Nancy Polomis set out in life believing she could achieve anything – due, in part, to the support of her extraordinary World War II-era parents who were both college educated and her undergraduate education at an all women’s college.
She has carried that momentum forward at Hellmuth & Johnson PLLC, where she is a partner practicing in the areas of community associations and real estate law. Polomis and the colleagues in her practice group represent hundreds of community associations and many home builders. Each attorney has a distinctive niche within the practice, and together they are not only among the largest benches of community association lawyers in the Twin Cities – if not the largest – but their depth of knowledge is unsurpassed.
Polomis was the seventh lawyer and first woman hired by this full-service firm of 60 attorneys, and she has remained at H&J because of an enduring culture of collaboration, collegiality and entrepreneurialism. “This firm is a place that welcomes top attorneys and helps them find natural ways to connect and help each other grow, strategize on client work and develop business,” she commented. “For both female and male attorneys, whether they are law clerks fresh out of school or lawyers with 25-plus years of experience, the goal is the same – to be successful individuals while also making the firm successful – and we’re all prepared to help each other get there.”
Getting there begins with collaboration. “I like that I can walk down the hall and meet with a partner or associate who has experience in just about any issue my client might be facing. Clients get the benefit of more than just my experience and representation, they also get the benefit of our collective knowledge. I’m a transactional attorney, but there are others here who are skilled litigators. We all interact frequently and work well together, and I feel comfortable making referrals to my colleagues so my clients get the best representation possible.”
H&J’s collaborative workplace naturally fosters professional collegiality. But the bond goes even deeper. In this environment where connectedness is foundational to legal excellence, it is also a baseline for developing friendships and recognizing when a team member may need assistance or support. Seeing people as multifaceted human beings contributes to a culture of personal balance and fulfillment.
“Our firm tries to find balance between working really hard and having a life outside of work. It’s always a dance, but we do it pretty well. I think one of the reasons we have so many long-term employees who are so loyal is because the firm strives to avoid burnout. A burned-out attorney isn’t able to perform at her best. Strife at home can mean someone is not at the top of her game. We want to help everybody be their best all the time.”

■ LISTED ENTRIES:
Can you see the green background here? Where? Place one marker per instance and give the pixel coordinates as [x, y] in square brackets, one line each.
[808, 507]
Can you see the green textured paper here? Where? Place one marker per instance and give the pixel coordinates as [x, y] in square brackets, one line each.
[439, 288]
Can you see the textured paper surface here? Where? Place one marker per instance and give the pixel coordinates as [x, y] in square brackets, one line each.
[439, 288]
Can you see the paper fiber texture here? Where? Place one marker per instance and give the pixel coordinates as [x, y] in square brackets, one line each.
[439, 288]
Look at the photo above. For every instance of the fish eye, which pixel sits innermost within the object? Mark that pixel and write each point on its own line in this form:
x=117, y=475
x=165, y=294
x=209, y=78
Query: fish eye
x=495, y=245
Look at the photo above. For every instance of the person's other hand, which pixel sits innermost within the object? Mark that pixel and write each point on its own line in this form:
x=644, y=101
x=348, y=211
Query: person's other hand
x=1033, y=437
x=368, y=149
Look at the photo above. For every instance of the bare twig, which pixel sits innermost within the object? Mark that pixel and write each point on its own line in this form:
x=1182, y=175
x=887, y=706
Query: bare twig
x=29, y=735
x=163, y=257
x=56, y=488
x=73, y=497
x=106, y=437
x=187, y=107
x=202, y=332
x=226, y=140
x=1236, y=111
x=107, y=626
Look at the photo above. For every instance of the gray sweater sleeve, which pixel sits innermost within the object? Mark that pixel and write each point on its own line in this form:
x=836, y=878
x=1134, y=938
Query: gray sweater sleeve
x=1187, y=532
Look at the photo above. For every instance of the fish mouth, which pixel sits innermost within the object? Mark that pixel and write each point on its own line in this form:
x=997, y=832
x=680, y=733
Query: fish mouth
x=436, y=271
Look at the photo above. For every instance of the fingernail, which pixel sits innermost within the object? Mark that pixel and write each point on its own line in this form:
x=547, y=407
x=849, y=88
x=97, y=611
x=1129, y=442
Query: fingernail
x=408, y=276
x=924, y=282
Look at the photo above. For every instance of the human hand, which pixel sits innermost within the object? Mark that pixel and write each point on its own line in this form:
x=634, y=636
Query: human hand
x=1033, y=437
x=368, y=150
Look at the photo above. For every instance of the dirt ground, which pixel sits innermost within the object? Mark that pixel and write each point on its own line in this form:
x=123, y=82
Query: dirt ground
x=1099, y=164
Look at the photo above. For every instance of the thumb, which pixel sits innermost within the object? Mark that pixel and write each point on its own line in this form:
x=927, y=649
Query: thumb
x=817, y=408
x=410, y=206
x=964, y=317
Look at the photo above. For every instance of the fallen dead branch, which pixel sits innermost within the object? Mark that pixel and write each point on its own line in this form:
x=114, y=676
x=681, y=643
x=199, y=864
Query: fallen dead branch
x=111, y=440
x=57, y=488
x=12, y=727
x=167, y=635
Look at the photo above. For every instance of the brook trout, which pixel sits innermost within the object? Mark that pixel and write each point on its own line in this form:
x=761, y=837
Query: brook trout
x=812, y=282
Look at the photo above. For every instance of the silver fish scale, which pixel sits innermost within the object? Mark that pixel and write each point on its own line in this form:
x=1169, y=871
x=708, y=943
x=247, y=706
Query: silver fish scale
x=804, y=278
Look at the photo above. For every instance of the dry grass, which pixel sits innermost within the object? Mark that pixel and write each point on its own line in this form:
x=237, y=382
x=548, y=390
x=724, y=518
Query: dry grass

■ WORK INSTRUCTIONS:
1 - In the profile of Nancy Polomis, what reason does she give for the firm's effort to avoid burnout? Answer in one to three sentences.
2 - Answer these questions from the profile of Nancy Polomis:
(a) In what two areas of law does Polomis practice?
(b) How many attorneys does the full-service firm have?
(c) What kind of attorney does Polomis call herself?

■ TASK ANSWERS:
1 - Polomis says a burned-out attorney isn't able to perform at her best, and strife at home can keep someone from being at the top of her game. The firm wants to help everybody be their best all the time.

2 -
(a) Community associations and real estate law.
(b) 60 attorneys.
(c) A transactional attorney.